→ **Document**:
22 May 2020 | By Mahsa Hedayati and Amanda Wang, Information System Officers, Policy, Strategy and Governance Division, OICT
The topic of privacy is gaining momentum in the mainstream big data discourse. Governments, policy makers, businesses, academics, and civil society are increasingly reflecting on how to strike the right balance between the potential benefits of exponential data collection and discovery, on the one hand, and the protection and privacy of data subjects, on the other hand.
Is the privacy discourse new?
While interest in data privacy appears to be growing in both the public and private sectors, it is not a new topic. In 2018, the European Union introduced the General Data Protection Regulation (GDPR). However, this was not the first regulatory framework related to data privacy and it will likely not be the last. For example, in 1980, as computers became increasingly used to processing business transactions, Organisation for Economic Co-operation and Development (OECD) policy makers published a first set of guidelines on the protection of privacy and transborder flows of personal data. At national levels, it appears that data privacy regulation was introduced decades ago within several countries, including Japan, Sweden and the United States.
When looking at the concept of privacy more broadly, we see that the UN General Assembly adopted the Universal Declaration of Human Rights in 1948, with privacy outlined as the 12th fundamental human right. This historical international document, which was created just three years after the UN was founded, demonstrates that privacy as a global standard has been important to the UN system for more than eight decades.
We believe that the UN’s role as a global privacy champion will grow in the digital world. And as part of this evolving role, it will be important to continue ensuring that no country or society is left behind. Much like the traditional notion of privacy established by the UN in 1948, data privacy must be a common standard of achievement for all people and all nations.

→ **Provided data**:

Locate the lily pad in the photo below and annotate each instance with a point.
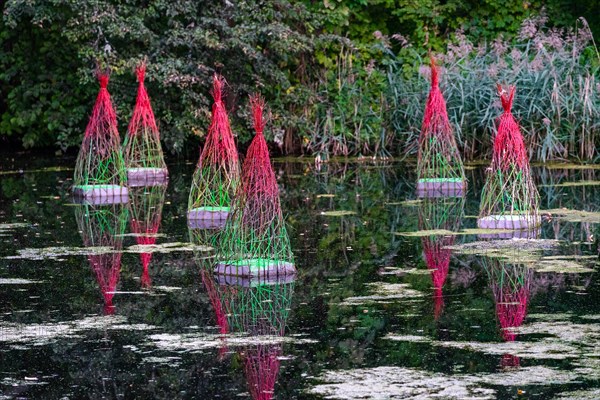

→ **Actions to take**:
(A) Answer these questions from the data privacy article:
(i) In what year did the European Union introduce the General Data Protection Regulation?
(ii) Who published a first set of guidelines on the protection of privacy and transborder flows of personal data in 1980?
(iii) As which fundamental human right is privacy listed in the Universal Declaration of Human Rights?
(B) Write the next part of the data privacy article, picking up after its last sentence.
The material has no connection to the data privacy article.

→ **Task responses**:
(A)
(i) 2018
(ii) Organisation for Economic Co-operation and Development (OECD) policy makers
(iii) The 12th

(B)
Privacy from within
With respect to the Organization’s internal operations, some notable progress has been made to advance data privacy work. For example, in 2018, the same year that GDPR came into effect, the UN High Level Committee on Management (HLCM) published Personal Data Protection and Privacy Principles for the entire UN system. These principles were designed to inform how to process personal data, defined as “information relating to an identified or identifiable natural person (“data subject”), by, or on behalf of, the United Nations System Organizations in carrying out their mandated activities”.
Currently, entities across the UN system are working on developing policies and programmes that can integrate the 2018 HLCM principles into their operations. And to further strengthen the Organization’s commitment to data privacy internally, the Secretary General’s new Data Strategy has called for the integration of data protection and privacy into all current and future data-related work across the UN.
Thoughts on next steps
Regarding the application of data privacy measures within an organization, we would like to share three thoughts.
First, we believe that regulations associated with data privacy in an organization’s internal operations must include – from the very start - a multidisciplinary approach that includes diverse professionals from a variety of backgrounds including law, policy, computer science, and management.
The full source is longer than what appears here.